### [Instruction A]
Reproduce the stretch of the forum thread about the new puppy from "Have the camera" through "finally did it!".
### [Instruction B]
Please carry on the forum thread about the new puppy from the point where it stops.
··· Excerpted text ···
# I did it - he is 14 weeks old



## sashamom (Jan 12, 2009)

I may be out of my mind, but my daughter and SIL got me a new puppy he is chocolate and a handful. I keep telling Sasha that she is the most wonderful and I obviously did not give her enough credits for being perfect. Pictures will come when I can figure it out and keep him still. Any idea how long it takes for them to adjust to each other? LOL


----------



## StarrLhasa (Jun 6, 2010)

Congrats on the new baby!! You must be so excited. You have a wonderful SF and SIL. Did you go to the breeder's home to pick him out, or did he arrive all wrapped up as a surprise?

How long have you had him at home with you and Sasha?

Have the camera ready at nap time. That is when he will be still enough for pix. :biggrin1:

The puppy (Name?) is probably already adjusted to having a sibling to play with. Sasha may not take much longer, but she will probably need ongoing reassurance that she is first in your heart.


----------



## Pipersmom (Jul 27, 2009)

Congratulations, you finally did it!

I can't wait to see pictures-does he have a name yet? I've been thinking about a second for a while too but I know it can be a bit of an adjustment.
··· Record set ···
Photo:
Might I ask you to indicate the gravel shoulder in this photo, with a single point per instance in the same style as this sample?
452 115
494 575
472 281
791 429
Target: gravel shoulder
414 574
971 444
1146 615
···
### [Written response A]
Have the camera ready at nap time. That is when he will be still enough for pix. :biggrin1:

The puppy (Name?) is probably already adjusted to having a sibling to play with. Sasha may not take much longer, but she will probably need ongoing reassurance that she is first in your heart.


----------



## Pipersmom (Jul 27, 2009)

Congratulations, you finally did it!

### [Written response B]
I'm so happy for you and Sasha


----------



## pjewel (Apr 11, 2007)

In my case it took about two weeks for them each to be fully integrated into the pack. After a few days they were playing with each other and establishing the hierarchy. I know how much you wanted this. Congrats! Can't wait to see photos.


----------



## TilliesMom (Sep 30, 2010)

awwww congrats!!!! is it Jodie's pup!!!?? can't wait to hear how he is settling in!!
we got Tillie at 14 weeks also and LOVED it!! 
So happy for you!!


----------



## whimsy (Apr 3, 2010)

Congrats!!!


----------



## The Laughing Magpie (Aug 20, 2009)

Congrats!!!!! Can't wait to see pictures, details, pictures, name, pictures. Some dogs fit in seemlessly others take a bit of time, puppies are often easier for an older dog to accept and sometimes a puppy will follow around the older dog slavishly. I did remember about pictures???


----------



## sashamom (Jan 12, 2009)

Yes it Jodie's pup. I will name him either Rango or Bogey. He is cutting teeth like crazy I need some suggestions re good things to chew on.


----------



## TilliesMom (Sep 30, 2010)

awwwwww congrats!! who are his parents!? I wonder if we have 1/2 siblings!!?
I love both names!! Can't wait to see pics and hear how he is settling in!


----------



## StarrLhasa (Jun 6, 2010)

Petstages has chew toys for teething puppies as do Nylabone and Kong. They each have lines of puppy products.

We bought a freezable Petstages toy similar to this one: http://www.petsmart.com/product/index.jsp?productId=3207132&lmdn=Brand

Buster also liked the blue Orka material in some Petstages toys.

All three brands are available online as well as at local pet supply stores.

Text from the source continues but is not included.